▶ [TASK BRIEF]:
Decide whether each statement agrees with the job description below. Answer yes or no, and quote the words from the job description that settle it.
1. The Platform Reliability Engineer works across development, DevOps, and support teams.
2. The monitoring systems give weekly reports on infrastructure health.
3. The observability solutions are limited to Prometheus.

The Platform Reliability Engineer (PRE) ensures the reliability, observability, and operational excellence of KnowledgeCity’s cloud infrastructure and internal platforms.
This role focuses on building and maintaining monitoring systems, dashboards, and status pages that provide real-time visibility into infrastructure health and performance across environments.
The PRE is responsible for maintaining the inventory of infrastructure nodes, developing observability tools, coordinating incident response, and driving post-incident reviews and data based optimization initiatives.
Through a deep understanding of system reliability, automation, and monitoring technologies, the Platform Reliability Engineer bridges development, DevOps, and support teams — enabling proactive issue detection, transparent communication, and continuous improvement of our SaaS platforms.
Key Responsibilities
Infrastructure Visibility and Monitoring
- Design, implement, and maintain end-to-end observability solutions using Prometheus, Grafana, Loki, Alertmanager, or other.

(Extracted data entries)
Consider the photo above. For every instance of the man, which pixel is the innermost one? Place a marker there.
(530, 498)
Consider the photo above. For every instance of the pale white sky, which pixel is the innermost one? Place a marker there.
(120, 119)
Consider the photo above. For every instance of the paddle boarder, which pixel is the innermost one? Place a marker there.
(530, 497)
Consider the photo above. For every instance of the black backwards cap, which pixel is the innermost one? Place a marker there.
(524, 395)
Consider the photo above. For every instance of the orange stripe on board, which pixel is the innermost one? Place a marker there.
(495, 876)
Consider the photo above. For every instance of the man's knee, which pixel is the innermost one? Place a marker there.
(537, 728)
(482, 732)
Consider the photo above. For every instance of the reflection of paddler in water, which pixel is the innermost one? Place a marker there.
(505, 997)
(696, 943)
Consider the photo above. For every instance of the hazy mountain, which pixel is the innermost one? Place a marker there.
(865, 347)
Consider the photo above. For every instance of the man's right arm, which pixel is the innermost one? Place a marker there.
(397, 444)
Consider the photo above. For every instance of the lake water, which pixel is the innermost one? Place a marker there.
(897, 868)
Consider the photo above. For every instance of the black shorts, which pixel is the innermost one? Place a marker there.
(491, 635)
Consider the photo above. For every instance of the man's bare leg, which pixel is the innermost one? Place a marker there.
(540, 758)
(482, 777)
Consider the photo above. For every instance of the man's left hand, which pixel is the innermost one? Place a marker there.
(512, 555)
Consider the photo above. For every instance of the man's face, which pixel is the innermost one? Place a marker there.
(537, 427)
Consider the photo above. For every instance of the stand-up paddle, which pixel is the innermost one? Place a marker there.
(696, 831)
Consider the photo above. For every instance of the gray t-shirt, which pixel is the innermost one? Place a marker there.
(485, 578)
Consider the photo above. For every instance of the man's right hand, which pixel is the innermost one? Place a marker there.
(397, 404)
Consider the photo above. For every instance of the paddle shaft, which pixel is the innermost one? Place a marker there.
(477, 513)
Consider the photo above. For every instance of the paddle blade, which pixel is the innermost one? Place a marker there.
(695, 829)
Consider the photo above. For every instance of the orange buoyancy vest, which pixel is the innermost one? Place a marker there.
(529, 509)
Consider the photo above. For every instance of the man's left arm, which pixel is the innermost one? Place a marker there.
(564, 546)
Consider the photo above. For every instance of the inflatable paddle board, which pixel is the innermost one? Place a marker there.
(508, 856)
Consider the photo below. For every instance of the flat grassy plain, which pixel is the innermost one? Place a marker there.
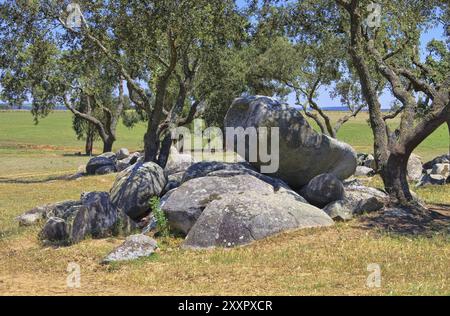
(330, 261)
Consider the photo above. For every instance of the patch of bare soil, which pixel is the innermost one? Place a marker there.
(434, 219)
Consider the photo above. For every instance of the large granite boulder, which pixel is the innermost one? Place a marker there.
(303, 153)
(361, 199)
(224, 169)
(362, 171)
(134, 247)
(94, 216)
(135, 186)
(323, 189)
(237, 219)
(44, 212)
(123, 164)
(122, 153)
(339, 210)
(178, 162)
(184, 205)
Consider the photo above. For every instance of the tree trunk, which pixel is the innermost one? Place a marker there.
(448, 124)
(165, 151)
(107, 144)
(89, 142)
(395, 178)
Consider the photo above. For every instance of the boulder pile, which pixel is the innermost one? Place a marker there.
(303, 153)
(107, 163)
(213, 203)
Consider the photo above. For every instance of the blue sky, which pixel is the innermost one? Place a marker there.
(386, 99)
(324, 98)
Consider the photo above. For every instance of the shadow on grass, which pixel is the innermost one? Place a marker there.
(402, 221)
(69, 177)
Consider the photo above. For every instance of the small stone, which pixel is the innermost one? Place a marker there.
(134, 247)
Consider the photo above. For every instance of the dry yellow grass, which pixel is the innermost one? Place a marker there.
(312, 262)
(329, 261)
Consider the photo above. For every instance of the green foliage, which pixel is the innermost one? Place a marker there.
(161, 220)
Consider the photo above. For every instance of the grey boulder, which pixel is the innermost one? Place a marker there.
(101, 165)
(135, 186)
(122, 154)
(323, 189)
(44, 212)
(224, 169)
(339, 210)
(178, 162)
(94, 216)
(442, 169)
(303, 153)
(184, 205)
(361, 199)
(364, 172)
(238, 219)
(134, 247)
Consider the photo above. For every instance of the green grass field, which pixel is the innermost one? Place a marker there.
(310, 262)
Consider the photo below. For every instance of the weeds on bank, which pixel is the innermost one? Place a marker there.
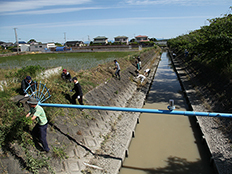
(59, 152)
(15, 127)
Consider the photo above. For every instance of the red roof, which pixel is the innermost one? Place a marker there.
(141, 36)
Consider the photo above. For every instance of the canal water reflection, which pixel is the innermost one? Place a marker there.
(166, 143)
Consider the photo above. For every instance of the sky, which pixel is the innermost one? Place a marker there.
(82, 20)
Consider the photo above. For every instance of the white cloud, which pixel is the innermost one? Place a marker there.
(177, 2)
(102, 22)
(13, 6)
(53, 11)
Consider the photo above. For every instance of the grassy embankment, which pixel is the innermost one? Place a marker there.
(15, 128)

▶ [EXPECTED ANSWER]:
1. Yes: "the Platform Reliability Engineer bridges development, DevOps, and support teams"
2. No: "provide real-time visibility into infrastructure health and performance across environments"
3. No: "using Prometheus, Grafana, Loki, Alertmanager, or other"